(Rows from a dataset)
====

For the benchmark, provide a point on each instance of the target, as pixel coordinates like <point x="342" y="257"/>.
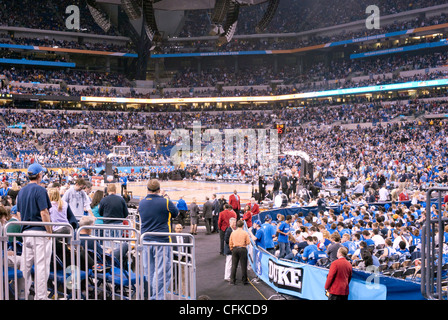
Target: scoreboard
<point x="280" y="128"/>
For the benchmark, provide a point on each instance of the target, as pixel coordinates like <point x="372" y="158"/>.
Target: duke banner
<point x="306" y="281"/>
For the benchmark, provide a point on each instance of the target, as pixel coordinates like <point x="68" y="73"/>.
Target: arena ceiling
<point x="174" y="5"/>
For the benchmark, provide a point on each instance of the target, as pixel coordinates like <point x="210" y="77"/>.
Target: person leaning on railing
<point x="33" y="205"/>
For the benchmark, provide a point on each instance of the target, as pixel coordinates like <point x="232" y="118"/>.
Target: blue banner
<point x="440" y="43"/>
<point x="38" y="62"/>
<point x="306" y="281"/>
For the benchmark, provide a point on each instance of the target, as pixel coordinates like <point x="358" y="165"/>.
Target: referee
<point x="156" y="214"/>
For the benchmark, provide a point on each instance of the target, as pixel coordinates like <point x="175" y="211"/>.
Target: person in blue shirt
<point x="284" y="230"/>
<point x="294" y="255"/>
<point x="417" y="239"/>
<point x="257" y="234"/>
<point x="320" y="253"/>
<point x="350" y="245"/>
<point x="368" y="238"/>
<point x="33" y="204"/>
<point x="5" y="188"/>
<point x="124" y="182"/>
<point x="156" y="214"/>
<point x="269" y="231"/>
<point x="183" y="208"/>
<point x="403" y="252"/>
<point x="310" y="249"/>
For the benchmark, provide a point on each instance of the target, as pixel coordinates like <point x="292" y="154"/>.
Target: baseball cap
<point x="153" y="185"/>
<point x="35" y="168"/>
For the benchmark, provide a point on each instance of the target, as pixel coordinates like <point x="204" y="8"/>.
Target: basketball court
<point x="193" y="189"/>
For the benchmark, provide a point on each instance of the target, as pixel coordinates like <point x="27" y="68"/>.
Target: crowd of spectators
<point x="47" y="15"/>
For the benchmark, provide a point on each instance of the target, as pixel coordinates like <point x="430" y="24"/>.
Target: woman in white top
<point x="58" y="211"/>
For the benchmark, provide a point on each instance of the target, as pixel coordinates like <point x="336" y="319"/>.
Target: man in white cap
<point x="33" y="204"/>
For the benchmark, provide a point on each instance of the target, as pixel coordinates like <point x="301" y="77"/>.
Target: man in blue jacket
<point x="183" y="208"/>
<point x="156" y="214"/>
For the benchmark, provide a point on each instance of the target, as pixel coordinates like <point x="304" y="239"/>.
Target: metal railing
<point x="433" y="265"/>
<point x="94" y="262"/>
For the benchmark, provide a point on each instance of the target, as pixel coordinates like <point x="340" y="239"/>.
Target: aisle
<point x="210" y="274"/>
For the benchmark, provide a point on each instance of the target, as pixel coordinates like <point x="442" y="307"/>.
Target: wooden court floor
<point x="194" y="189"/>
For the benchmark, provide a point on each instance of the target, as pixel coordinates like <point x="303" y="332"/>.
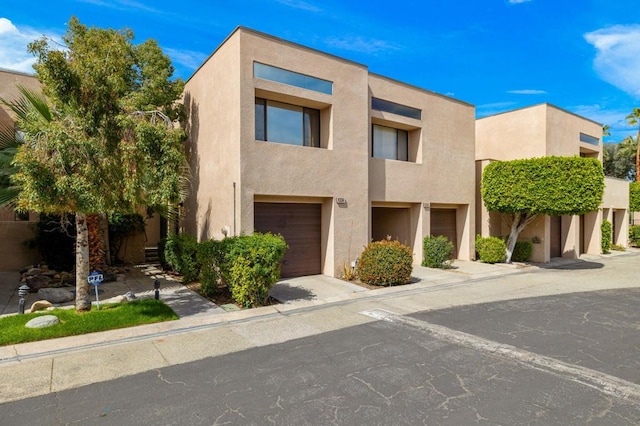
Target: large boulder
<point x="43" y="321"/>
<point x="56" y="295"/>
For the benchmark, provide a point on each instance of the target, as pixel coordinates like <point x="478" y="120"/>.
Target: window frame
<point x="397" y="143"/>
<point x="310" y="123"/>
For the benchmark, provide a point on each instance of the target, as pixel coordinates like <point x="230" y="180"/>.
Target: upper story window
<point x="394" y="108"/>
<point x="390" y="143"/>
<point x="21" y="215"/>
<point x="291" y="78"/>
<point x="589" y="139"/>
<point x="286" y="123"/>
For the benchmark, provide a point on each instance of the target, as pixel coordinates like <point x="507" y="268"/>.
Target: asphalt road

====

Return every line of the data above that contains the word "blue". Case counts.

Target: blue banner
Target: person in blue shirt
Target: man in blue jacket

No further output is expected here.